● Quoted text:
——————————

For me, I absolutely hate all this encoding stuff in ruby 1.9, and I'll try
to explain why here.

* As a programmer, the most important thing for me is to be able to reason
  about the code I write.  Reasoning tells me whether the code I write is
  likely to run, terminate, and give the result I want.
  
  In ruby 1.8, if I write an expression like "s3 = s1 + s2", where s1 and s2
  are strings, this is easy because it's a one-dimensional space.
  
               s3     =     s1   +   s2


             ----->       ----->    ----->
             string       string    string

  As long as s1 and s2 are strings, then I know that s3 will be a string,
  consisting of the bytes from s1 followed by the bytes from s2. End of
  story, move to the next line.

  But in ruby 1.9, it becomes a multi-dimensional problem:

               s3     =     s1   +   s2

          enc^         enc^      enc^
             |            |         |
             |            |         |
             +---->       +---->    +---->
             string       string    string
  
  The number possibilities now explodes. What are the possible encodings
  that s1 might have at this point in the program? What are the possible
  encodings that s2 might have at this point? Are they compatible, or will
  an exception be raised? What encoding will s3 have going forward in the
  next line of the program?

  The reasoning is made even harder because the *content* of the strings is
  also a dimension in this logic.  s1 and s2 might have different encodings
  but could still be compatible, depending on whether they are empty or
  consist only of 7-bit characters, as well as whether they are tagged with
  an ASCII-compatible encoding.  The encoding of s3 also depends on all
  these factors, including whether s1 is empty or s2 is empty.

  Analysing a multi-line program then multiplies this further, as you need
  to carry forward this additional state in your head to where it is next
  used.

* Now try reasoning about a program which makes uses of strings returned by
  library functions (core or third party), where those functions almost
  never document what encoding the string will be tagged with.  You need to
  guess or test what encoding you get, and/or reason that the encoding
  actually doesn't matter at this point in the program, because of what you
  know about the encodings of other strings it will be combined with.

——————————

● What is asked:
1. Print the Ruby encoding post, starting at "The number possibilities" and ending at "of the program?".
2. Answer these from the Ruby encoding post:
(a) In ruby 1.8, what does s3 consist of when s1 and s2 are strings?
(b) Besides the encodings, what else does the post call a dimension in the reasoning?
(c) What do library functions almost never document about the strings they return?
The listing after this post has no connection to it.

● Information supplied:
——————————

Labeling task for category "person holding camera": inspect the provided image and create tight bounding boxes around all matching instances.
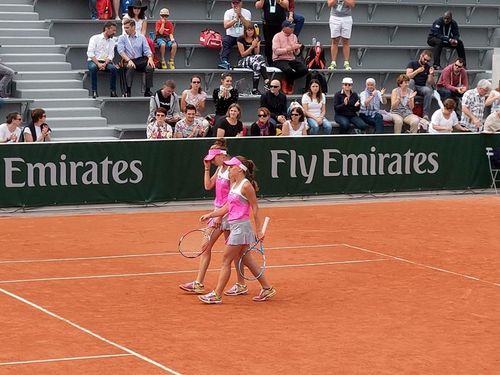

——————————

● Final results:
1.
The number possibilities now explodes. What are the possible encodings
  that s1 might have at this point in the program? What are the possible
  encodings that s2 might have at this point? Are they compatible, or will
  an exception be raised? What encoding will s3 have going forward in the
  next line of the program?

2.
(a) The bytes from s1 followed by the bytes from s2.
(b) The content of the strings.
(c) What encoding the string will be tagged with.